Required task: Copy every line, leaving nothing out and adding nothing.
-- Begin The input --
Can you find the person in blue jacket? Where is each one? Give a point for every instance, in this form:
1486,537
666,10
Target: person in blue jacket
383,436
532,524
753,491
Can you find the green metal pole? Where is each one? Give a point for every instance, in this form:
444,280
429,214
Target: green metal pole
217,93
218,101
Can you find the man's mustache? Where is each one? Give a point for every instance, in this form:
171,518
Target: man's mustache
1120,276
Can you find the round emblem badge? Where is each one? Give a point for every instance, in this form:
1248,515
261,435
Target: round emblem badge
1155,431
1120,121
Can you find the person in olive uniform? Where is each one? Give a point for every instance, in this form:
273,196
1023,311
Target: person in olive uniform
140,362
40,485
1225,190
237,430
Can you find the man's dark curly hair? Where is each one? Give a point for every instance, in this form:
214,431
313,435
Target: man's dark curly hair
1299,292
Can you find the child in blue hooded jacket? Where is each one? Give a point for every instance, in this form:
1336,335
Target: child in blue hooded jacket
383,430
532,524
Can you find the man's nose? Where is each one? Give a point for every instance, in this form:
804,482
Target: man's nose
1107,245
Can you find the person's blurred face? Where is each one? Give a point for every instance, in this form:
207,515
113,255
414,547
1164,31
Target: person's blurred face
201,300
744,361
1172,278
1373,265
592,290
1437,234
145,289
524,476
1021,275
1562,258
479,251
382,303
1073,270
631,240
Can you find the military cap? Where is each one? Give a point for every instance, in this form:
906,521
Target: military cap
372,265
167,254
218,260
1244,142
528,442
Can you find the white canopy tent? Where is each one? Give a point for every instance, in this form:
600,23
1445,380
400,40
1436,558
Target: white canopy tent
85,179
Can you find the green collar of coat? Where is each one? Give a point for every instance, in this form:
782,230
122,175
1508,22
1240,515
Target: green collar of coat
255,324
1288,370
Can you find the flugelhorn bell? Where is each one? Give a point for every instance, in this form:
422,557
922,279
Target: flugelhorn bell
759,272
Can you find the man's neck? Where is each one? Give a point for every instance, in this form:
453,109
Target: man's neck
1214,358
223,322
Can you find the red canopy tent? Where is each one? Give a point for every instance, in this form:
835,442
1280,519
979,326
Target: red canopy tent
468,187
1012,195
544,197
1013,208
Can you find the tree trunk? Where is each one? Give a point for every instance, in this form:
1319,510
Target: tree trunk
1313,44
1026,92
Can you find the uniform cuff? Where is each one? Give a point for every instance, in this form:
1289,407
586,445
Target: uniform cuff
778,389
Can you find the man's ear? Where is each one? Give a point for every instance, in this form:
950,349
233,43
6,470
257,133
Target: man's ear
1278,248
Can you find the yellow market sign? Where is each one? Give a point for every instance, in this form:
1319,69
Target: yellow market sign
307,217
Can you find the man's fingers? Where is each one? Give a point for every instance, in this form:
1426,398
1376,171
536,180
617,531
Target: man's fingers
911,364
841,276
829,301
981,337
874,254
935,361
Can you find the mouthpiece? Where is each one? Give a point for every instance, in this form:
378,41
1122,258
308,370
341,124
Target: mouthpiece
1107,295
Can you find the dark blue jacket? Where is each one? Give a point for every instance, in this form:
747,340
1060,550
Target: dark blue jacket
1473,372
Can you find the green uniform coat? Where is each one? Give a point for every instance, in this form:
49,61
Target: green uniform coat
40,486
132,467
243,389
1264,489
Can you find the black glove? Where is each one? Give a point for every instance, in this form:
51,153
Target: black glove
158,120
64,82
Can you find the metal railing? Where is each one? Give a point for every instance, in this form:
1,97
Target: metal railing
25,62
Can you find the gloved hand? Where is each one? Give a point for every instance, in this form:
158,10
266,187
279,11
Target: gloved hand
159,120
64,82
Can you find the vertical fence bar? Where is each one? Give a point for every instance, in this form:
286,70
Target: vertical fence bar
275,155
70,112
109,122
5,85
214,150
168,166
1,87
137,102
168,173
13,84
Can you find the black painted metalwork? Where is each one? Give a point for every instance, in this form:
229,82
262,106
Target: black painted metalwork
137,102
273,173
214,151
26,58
-- End The input --
The reply:
Can you find the person in blue jacket? Where is each one? Give a point for every instance, in this form:
1486,537
666,10
Target: person in blue jacket
383,436
532,524
753,491
Can you find the green metal pole? Where is each one? Give a point for every instance, in this form:
444,280
429,214
Target: green metal pole
217,93
218,101
Can you find the man's mustache? Where is each one? Give a point for every instance, in this form:
171,518
Target: man's mustache
1120,276
Can you find the round emblem badge? Where is each one? Give a point for every instance, in this form:
1248,515
261,435
Target: round emblem badge
1155,431
1120,121
Can you find the person in olive uniform? Where is each one? Give a point for every instance, in this form:
273,196
1023,311
Target: person in olive uniform
140,362
40,485
1225,190
237,430
Can you find the man's dark curly hair? Where is each one? Give a point for every instance, in this form:
214,431
313,435
Target: man's dark curly hair
1299,292
Can you find the child in blue hooded jacket? Where is each one? Give a point for every instance, in this form:
1336,335
Target: child in blue hooded jacket
383,430
532,524
Can you find the man's nose? Where is each one? Give a point for every instance, in this form:
804,482
Target: man's nose
1107,245
Can you find the person's blurred face? Where is each one? Give a point for every instance, in this form:
207,515
113,255
414,547
1164,31
Target: person's blurred face
201,300
744,361
1172,278
1373,265
592,290
1437,234
145,289
524,476
1021,275
1562,258
479,251
382,303
1073,270
631,240
Can you find the military cap? Where is each one? Give a point for every instance, in this form:
906,521
Target: military cap
372,265
167,254
218,260
1244,142
528,442
Can you find the white canopy tent? Where is each one? Give a point for every instance, in this form:
600,23
1445,380
400,40
1436,558
Target: white canopy tent
85,179
Can you find the green collar of coat? Where is each one? Give a point for every instance, in this form:
782,230
122,175
1508,22
1240,515
Target: green collar of coat
255,324
1288,370
Can you find the flugelhorn bell? Where is each one? Give a point for every instance, in this form:
422,557
922,279
Target: flugelhorn bell
759,272
Can you find the man's neck? Where is each one? Give a point for every instance, in this form:
453,109
Target: man's neck
1214,358
223,322
Can you find the red canopy tent? Where is each one? Give a point for every instance, in this form:
835,442
1280,519
979,326
Target: red canopy tent
468,187
1012,195
544,197
1013,208
Can you find the tree trunk? Where is each one? Give a point for every instance, in this form:
1319,510
Target: tree trunk
1313,44
1026,92
Can you find the uniform cuff? Where is each one? Give a point for every instance, in this form:
1289,407
586,445
Target: uniform cuff
778,389
Can you find the man's ear? Where is each one? Give a point for every instance, in this form:
950,349
233,43
6,470
257,133
Target: man's ear
1278,248
Can you find the yellow market sign? Where is each one? Give a point for every instance, in this form:
1319,69
Target: yellow market sign
307,217
Can you find the man's fingers? Where is each one? Give a point for every instance, in this form:
1426,398
1376,171
536,180
617,531
Target: man's fingers
911,364
841,276
829,301
981,337
874,254
935,361
Can you find the mouthpiece? Where is each one? Give a point for every instance, in this form:
378,41
1122,258
308,370
341,124
Target: mouthpiece
1107,295
Can you find the dark blue jacket? Where is each one? Give a point for every instance, in this form:
747,340
1060,550
Target: dark blue jacket
1473,372
Can you find the green uniform coat? Where is each one? Give a point for every instance, in this form:
49,61
Target: green uniform coat
40,486
132,467
243,389
1264,489
Can you find the black glove? Where is each one? Give a point for every instance, in this form:
51,153
Target: black glove
158,120
64,82
Can you find the metal railing? Where is each one? Give a point for every instance, in this form:
1,97
Target: metal railing
25,62
Can you find the gloved hand? Where is each one? Give a point for every instance, in this form:
158,10
266,187
279,11
Target: gloved hand
159,120
64,82
Can you find the vertical fence bar? Where is each one? Give a point for every instance, in this form:
286,70
Target: vertical fence bar
275,155
70,112
109,122
5,85
214,150
168,166
1,87
137,102
168,173
13,84
Can you find the black painted metalwork? Where is each one? Give a point for every instance, in this form:
229,82
262,106
Target: black painted metalwork
137,102
273,173
214,151
26,58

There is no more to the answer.